Dataset entries:

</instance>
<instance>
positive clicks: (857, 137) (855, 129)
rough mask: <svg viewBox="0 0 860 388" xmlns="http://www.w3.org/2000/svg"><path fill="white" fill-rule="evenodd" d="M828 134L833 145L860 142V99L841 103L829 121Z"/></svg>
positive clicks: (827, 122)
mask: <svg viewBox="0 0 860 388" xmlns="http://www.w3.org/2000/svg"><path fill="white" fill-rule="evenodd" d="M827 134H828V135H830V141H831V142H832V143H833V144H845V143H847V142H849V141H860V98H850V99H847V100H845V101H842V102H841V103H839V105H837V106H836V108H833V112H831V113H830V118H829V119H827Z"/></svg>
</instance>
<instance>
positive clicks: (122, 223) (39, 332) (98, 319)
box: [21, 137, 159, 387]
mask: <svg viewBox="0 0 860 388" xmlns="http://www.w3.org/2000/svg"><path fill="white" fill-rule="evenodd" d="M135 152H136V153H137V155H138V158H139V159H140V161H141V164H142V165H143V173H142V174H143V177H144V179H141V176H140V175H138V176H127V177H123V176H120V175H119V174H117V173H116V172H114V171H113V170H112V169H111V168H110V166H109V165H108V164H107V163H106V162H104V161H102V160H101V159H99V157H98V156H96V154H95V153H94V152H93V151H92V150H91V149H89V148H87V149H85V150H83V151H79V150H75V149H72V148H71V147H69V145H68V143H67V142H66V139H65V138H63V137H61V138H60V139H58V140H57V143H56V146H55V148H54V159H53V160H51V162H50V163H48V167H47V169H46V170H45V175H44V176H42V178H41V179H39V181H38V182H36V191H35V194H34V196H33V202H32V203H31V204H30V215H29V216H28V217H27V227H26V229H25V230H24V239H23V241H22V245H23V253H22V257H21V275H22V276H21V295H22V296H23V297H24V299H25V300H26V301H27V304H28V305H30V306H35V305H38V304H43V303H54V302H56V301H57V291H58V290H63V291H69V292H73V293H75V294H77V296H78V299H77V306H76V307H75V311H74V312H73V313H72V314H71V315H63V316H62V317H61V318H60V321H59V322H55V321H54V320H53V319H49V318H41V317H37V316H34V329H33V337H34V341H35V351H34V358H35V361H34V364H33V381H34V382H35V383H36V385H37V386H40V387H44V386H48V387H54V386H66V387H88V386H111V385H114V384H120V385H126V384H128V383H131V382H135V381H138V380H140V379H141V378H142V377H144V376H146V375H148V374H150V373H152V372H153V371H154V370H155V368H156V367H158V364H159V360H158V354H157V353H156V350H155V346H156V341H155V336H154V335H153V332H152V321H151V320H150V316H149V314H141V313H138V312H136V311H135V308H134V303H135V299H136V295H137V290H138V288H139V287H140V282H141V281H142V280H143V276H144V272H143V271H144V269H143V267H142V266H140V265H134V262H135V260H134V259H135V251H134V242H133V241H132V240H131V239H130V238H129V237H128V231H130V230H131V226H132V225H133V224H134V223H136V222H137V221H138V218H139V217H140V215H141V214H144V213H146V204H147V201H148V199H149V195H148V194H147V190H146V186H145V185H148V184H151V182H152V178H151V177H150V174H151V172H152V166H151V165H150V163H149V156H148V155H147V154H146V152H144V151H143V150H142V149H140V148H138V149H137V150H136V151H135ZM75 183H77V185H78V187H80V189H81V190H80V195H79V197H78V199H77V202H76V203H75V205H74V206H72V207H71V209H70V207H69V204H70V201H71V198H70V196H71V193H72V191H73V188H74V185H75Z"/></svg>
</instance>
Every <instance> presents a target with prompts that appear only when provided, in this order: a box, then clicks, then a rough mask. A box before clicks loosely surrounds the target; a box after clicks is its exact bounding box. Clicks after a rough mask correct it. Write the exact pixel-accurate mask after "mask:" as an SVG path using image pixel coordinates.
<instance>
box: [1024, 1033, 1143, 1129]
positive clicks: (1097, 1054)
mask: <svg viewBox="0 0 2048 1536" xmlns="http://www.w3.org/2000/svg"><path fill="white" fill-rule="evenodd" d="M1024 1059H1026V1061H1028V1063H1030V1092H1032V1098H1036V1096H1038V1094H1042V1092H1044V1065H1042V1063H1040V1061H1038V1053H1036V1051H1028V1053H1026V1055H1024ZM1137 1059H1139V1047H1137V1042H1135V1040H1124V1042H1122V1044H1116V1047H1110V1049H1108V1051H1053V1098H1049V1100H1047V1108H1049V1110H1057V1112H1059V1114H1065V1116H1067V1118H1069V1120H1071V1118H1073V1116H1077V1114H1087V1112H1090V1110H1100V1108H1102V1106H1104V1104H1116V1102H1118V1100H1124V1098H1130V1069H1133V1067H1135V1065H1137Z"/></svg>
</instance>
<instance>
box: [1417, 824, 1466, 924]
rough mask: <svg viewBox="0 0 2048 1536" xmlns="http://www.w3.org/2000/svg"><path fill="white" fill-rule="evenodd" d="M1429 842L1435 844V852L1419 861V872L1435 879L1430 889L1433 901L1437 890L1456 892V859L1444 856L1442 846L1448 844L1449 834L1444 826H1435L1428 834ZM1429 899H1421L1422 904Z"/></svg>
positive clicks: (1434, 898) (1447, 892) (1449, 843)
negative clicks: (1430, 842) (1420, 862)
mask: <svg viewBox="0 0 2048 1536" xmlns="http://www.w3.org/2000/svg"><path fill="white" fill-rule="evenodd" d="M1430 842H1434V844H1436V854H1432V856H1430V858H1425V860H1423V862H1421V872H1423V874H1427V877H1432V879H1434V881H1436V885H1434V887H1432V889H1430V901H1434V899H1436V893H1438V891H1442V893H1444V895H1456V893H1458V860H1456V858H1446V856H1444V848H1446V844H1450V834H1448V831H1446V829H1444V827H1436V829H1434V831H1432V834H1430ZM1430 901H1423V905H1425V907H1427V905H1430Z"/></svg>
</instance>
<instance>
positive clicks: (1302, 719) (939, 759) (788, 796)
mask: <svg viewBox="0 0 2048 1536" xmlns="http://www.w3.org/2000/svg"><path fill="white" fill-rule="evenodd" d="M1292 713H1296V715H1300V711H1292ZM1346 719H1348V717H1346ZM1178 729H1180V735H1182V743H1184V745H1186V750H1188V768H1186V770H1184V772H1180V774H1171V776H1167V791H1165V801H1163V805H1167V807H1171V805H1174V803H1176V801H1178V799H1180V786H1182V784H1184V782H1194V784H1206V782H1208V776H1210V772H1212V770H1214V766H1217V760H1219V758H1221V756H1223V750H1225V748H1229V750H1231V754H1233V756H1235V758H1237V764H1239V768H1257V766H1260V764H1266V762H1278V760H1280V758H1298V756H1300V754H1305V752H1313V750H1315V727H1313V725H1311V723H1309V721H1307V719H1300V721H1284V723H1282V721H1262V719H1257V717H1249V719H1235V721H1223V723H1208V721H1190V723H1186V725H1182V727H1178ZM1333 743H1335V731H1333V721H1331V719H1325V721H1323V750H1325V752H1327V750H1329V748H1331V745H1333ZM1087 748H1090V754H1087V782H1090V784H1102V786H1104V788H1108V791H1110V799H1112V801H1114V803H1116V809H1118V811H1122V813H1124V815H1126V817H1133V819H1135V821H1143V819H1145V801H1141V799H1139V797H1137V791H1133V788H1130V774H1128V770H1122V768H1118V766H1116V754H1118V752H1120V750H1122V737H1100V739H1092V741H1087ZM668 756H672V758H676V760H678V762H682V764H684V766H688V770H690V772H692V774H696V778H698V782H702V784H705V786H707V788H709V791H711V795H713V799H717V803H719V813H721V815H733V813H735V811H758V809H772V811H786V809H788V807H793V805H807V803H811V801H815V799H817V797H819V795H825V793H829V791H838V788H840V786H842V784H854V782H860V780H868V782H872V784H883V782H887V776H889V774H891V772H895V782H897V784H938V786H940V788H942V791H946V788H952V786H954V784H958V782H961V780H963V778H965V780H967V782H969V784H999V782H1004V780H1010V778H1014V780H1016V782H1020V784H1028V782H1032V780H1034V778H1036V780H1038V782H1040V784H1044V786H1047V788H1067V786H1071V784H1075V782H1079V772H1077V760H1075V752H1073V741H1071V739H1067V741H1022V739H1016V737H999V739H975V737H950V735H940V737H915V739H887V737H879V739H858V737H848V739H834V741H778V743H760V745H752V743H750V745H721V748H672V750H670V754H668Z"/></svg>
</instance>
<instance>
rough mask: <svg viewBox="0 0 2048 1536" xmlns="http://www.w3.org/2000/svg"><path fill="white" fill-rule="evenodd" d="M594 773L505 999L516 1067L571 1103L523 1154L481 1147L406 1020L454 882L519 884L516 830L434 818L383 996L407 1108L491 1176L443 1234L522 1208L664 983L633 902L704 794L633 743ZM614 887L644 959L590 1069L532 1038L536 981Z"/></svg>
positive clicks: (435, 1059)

What is needed
Starting with the line above that holds "positive clicks: (1097, 1054)" and stopping with the line that holds "positive clicks: (1434, 898)", reproduce each line exactly, omitting all other lines.

Output
positive clicks: (1097, 1054)
mask: <svg viewBox="0 0 2048 1536" xmlns="http://www.w3.org/2000/svg"><path fill="white" fill-rule="evenodd" d="M1024 1059H1026V1061H1028V1063H1030V1092H1032V1098H1036V1096H1038V1094H1042V1092H1044V1065H1042V1063H1040V1061H1038V1053H1036V1051H1028V1053H1026V1055H1024ZM1137 1059H1139V1047H1137V1042H1135V1040H1124V1042H1122V1044H1116V1047H1110V1049H1108V1051H1053V1098H1049V1100H1047V1108H1049V1110H1057V1112H1059V1114H1065V1116H1067V1118H1069V1120H1071V1118H1073V1116H1077V1114H1087V1112H1090V1110H1100V1108H1102V1106H1104V1104H1116V1102H1118V1100H1124V1098H1130V1069H1133V1067H1135V1065H1137Z"/></svg>
</instance>
<instance>
box: [1417, 824, 1466, 924]
rough mask: <svg viewBox="0 0 2048 1536" xmlns="http://www.w3.org/2000/svg"><path fill="white" fill-rule="evenodd" d="M1429 842L1435 844V852L1419 861V872L1435 879L1430 889L1433 901L1437 890L1456 892V859L1444 856L1442 846L1448 844L1449 834L1444 826H1435L1428 834ZM1429 899H1421L1422 904Z"/></svg>
positive clicks: (1434, 898) (1447, 892) (1449, 843)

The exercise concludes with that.